EXERCISES
(a) Repeat the passage of the sword review that begins with the words "This model has" and stops after the words "worth the wait.".
(b) Pick up the review of the Albion Berserker sword and continue it after its last sentence.

SELECTED TEXT
++++++++

I don’t usually review Albions, because most of them have already been reviewed and usually there are no big surprises (I mean that as a compliment). However, the Berserker is a bit unusual and (other than some Youtube reviews) it has not got a lot of attention. A couple of people asked me to review mine, so, by popular demand, here goes…

Introduction

If you’re new to Viking swords, you might be surprised that many of them were single-edged. This style of Viking sword was particularly popular in Norway and is also found where the Norse were active, such as the coastal / island regions running along the North/West of Scotland and North/East Ireland. Jan Petersen (the great categorizer of Viking swords) reported that these tend to be a bit heavier than the usual Viking sword, and typically had the ‘triangular hat’ family of upper guard/pommels (e.g., types B, C, H) accompanied by canoe-shaped lower guards (corresponding to the cross in medieval swords). Fun fact: some consider this type to be a transitional form from the dark age long seax to the medieval falchion, although (if I recall correctly) that is apparently debated. Considering its popularity, this type is rather poorly represented among modern replicas. (I can only think of three current production swords, including the one reviewed here).

Overview: the Albion Berserker

This model has been around for years but I don’t think it is one of their more popular models. It never made high enough on my list to merit ordering a new one and waiting for year, but it intrigued me enough to watch out for a 2nd hand model, with the one in question finally coming up for sale early this year (2020). I ended up waiting months to get it due to COVID-related shipping delays, but it was worth the wait.

Besides the obvious single edge, this sword has several other interesting characteristics. First the back of the blade has a very thick spine almost to the tip, continuing to a very wide fuller, and then a chisel-like cutting edge. Second, Albion and/or Peter Johnsson chose to give it a type B pommel, which is an earlier form and seems to be less common than the later type C and H. Perhaps Albion did this for variety, since their ‘Hersir’ model has the type H. Type B has an oddly angular profile when viewed from the side (sort of vase shaped) whereas C and H are rectangular & triangular respectively, with H more rounded at the edges. There are other subtle differences. The Albion pommel is is correctly peened (not rivetted like type H), although I think that technically the B was a two-piece. Likewise the lower guard is quite angular. The overall look is quite striking: the blade is quite curvilinear, whereas the handle furniture is very angular and surprisingly modern looking (yet historically correct).

++++++++

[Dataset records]
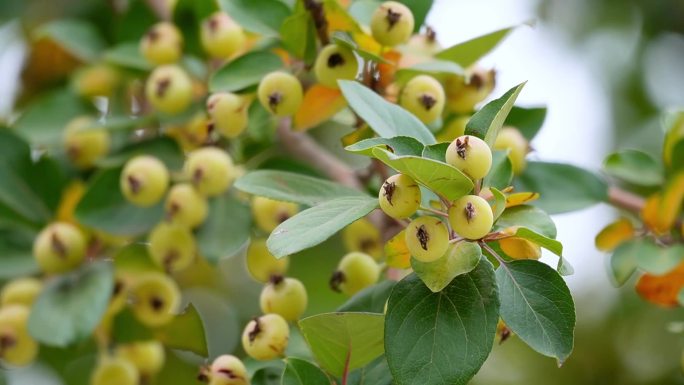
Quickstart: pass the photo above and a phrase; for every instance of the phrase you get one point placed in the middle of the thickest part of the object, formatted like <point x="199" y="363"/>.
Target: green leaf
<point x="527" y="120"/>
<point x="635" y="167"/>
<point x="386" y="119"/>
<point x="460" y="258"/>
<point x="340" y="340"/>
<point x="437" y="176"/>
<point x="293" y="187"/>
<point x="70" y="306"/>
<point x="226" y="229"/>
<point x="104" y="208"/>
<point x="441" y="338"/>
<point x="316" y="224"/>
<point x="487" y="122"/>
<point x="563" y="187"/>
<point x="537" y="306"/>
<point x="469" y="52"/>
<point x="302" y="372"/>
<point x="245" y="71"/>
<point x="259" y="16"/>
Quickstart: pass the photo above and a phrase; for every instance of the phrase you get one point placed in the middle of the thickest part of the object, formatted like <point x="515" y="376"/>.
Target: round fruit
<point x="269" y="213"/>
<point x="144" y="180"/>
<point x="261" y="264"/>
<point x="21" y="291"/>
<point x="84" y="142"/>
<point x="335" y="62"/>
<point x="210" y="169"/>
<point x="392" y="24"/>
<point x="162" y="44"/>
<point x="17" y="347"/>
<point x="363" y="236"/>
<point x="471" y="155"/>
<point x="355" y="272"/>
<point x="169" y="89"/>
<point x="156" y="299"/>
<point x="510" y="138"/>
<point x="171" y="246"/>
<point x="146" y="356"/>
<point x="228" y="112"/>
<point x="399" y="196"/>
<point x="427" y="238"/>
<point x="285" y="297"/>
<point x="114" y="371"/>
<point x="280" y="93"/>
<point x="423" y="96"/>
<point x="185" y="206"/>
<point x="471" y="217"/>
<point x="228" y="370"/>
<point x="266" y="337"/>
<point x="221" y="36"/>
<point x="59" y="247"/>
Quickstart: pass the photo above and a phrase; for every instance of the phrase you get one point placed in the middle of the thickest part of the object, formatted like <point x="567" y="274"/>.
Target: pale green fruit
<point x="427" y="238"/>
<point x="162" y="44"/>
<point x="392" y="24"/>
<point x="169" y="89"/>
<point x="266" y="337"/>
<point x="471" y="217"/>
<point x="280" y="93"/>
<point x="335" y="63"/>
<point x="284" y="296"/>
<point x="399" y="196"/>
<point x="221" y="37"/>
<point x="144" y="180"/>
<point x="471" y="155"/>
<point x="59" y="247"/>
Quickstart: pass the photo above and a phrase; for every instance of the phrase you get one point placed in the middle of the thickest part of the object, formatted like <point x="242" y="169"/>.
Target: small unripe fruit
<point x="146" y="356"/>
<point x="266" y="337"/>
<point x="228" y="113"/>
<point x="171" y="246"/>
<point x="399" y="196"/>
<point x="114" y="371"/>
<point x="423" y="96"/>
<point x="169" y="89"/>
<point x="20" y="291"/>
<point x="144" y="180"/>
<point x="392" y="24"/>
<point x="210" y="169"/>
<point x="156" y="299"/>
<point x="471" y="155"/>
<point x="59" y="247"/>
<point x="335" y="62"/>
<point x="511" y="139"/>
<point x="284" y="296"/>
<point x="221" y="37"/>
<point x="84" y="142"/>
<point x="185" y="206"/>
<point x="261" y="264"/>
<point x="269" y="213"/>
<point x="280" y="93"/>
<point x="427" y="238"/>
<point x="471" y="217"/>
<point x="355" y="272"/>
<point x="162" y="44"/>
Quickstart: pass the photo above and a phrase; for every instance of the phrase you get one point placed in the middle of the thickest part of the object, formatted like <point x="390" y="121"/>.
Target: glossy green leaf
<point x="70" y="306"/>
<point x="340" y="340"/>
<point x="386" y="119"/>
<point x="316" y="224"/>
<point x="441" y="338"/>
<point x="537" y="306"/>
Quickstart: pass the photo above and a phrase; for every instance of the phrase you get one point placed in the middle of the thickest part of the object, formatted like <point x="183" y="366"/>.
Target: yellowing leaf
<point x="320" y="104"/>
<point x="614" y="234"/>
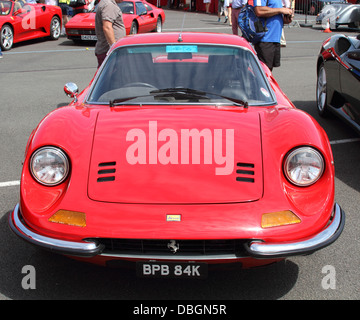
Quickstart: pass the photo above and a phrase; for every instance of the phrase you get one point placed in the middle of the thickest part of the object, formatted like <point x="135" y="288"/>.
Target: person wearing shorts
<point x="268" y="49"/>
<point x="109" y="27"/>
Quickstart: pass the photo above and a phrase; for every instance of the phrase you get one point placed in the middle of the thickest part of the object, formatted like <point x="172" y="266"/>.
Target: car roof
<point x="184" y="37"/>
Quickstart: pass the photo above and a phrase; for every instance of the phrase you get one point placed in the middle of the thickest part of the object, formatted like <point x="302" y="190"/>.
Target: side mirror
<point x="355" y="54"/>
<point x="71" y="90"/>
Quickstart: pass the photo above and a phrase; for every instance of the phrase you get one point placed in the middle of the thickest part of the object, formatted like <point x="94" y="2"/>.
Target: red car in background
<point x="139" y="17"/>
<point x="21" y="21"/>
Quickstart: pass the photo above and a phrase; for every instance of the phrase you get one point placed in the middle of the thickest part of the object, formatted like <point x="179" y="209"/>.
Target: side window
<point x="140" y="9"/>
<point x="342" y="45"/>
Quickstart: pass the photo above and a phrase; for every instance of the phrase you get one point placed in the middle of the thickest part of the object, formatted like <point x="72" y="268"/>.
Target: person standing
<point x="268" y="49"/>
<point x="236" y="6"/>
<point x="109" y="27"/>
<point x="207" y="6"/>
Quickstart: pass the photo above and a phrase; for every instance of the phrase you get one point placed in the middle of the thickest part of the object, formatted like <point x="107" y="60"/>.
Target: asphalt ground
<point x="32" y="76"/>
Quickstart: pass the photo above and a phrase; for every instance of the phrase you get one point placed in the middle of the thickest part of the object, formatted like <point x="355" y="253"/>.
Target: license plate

++++++++

ANSWERS FOR THE EXERCISE
(a)
This model has been around for years but I don’t think it is one of their more popular models. It never made high enough on my list to merit ordering a new one and waiting for year, but it intrigued me enough to watch out for a 2nd hand model, with the one in question finally coming up for sale early this year (2020). I ended up waiting months to get it due to COVID-related shipping delays, but it was worth the wait.

(b)
Statistics:

Total Length: 36 inches.
Blade Length: 29 5/8”
Blade width: 1 29/32”
Blade thickness: 3/16” at initial spine, tapering linearly to 3/32” near tip.
‘Cross’ width: 3 ¼”
‘Pommel’ width: 2 ¾”
Pommel/guard height: 1 13/16”
CoG: 3 3/4”
Proximal Harmonic Node: middle of the grip
Distal Harmonic Node (optimal striking point): ~6” from tip
Distal Pivot Point: right at the tip
Weight: sorry, can’t find my usual scale (a digital fishing scale), but the Albion/KoH figures feel right: 2.6 lbs.

Fit and Finish

Well, its an Albion, so what do you expect. Everything is tight and nicely done, from the satin finish to the grip (single central riser with overwrap impression the leather) and the overall proportions. I don’t see any secondary bevel on the blade. I’m particularly impressed by the fuller. My meagre knowledge of blade smithing says that wider fullers are harder to make than narrow fullers, whether by chisel or power tools. I’ve owned some high end type Xs that had uneven fullers. This is the widest fuller I have ever seen, and yet its perfect. This speaks to Albion’s method of CNC milling followed by hand finishing.

Handling & Performance.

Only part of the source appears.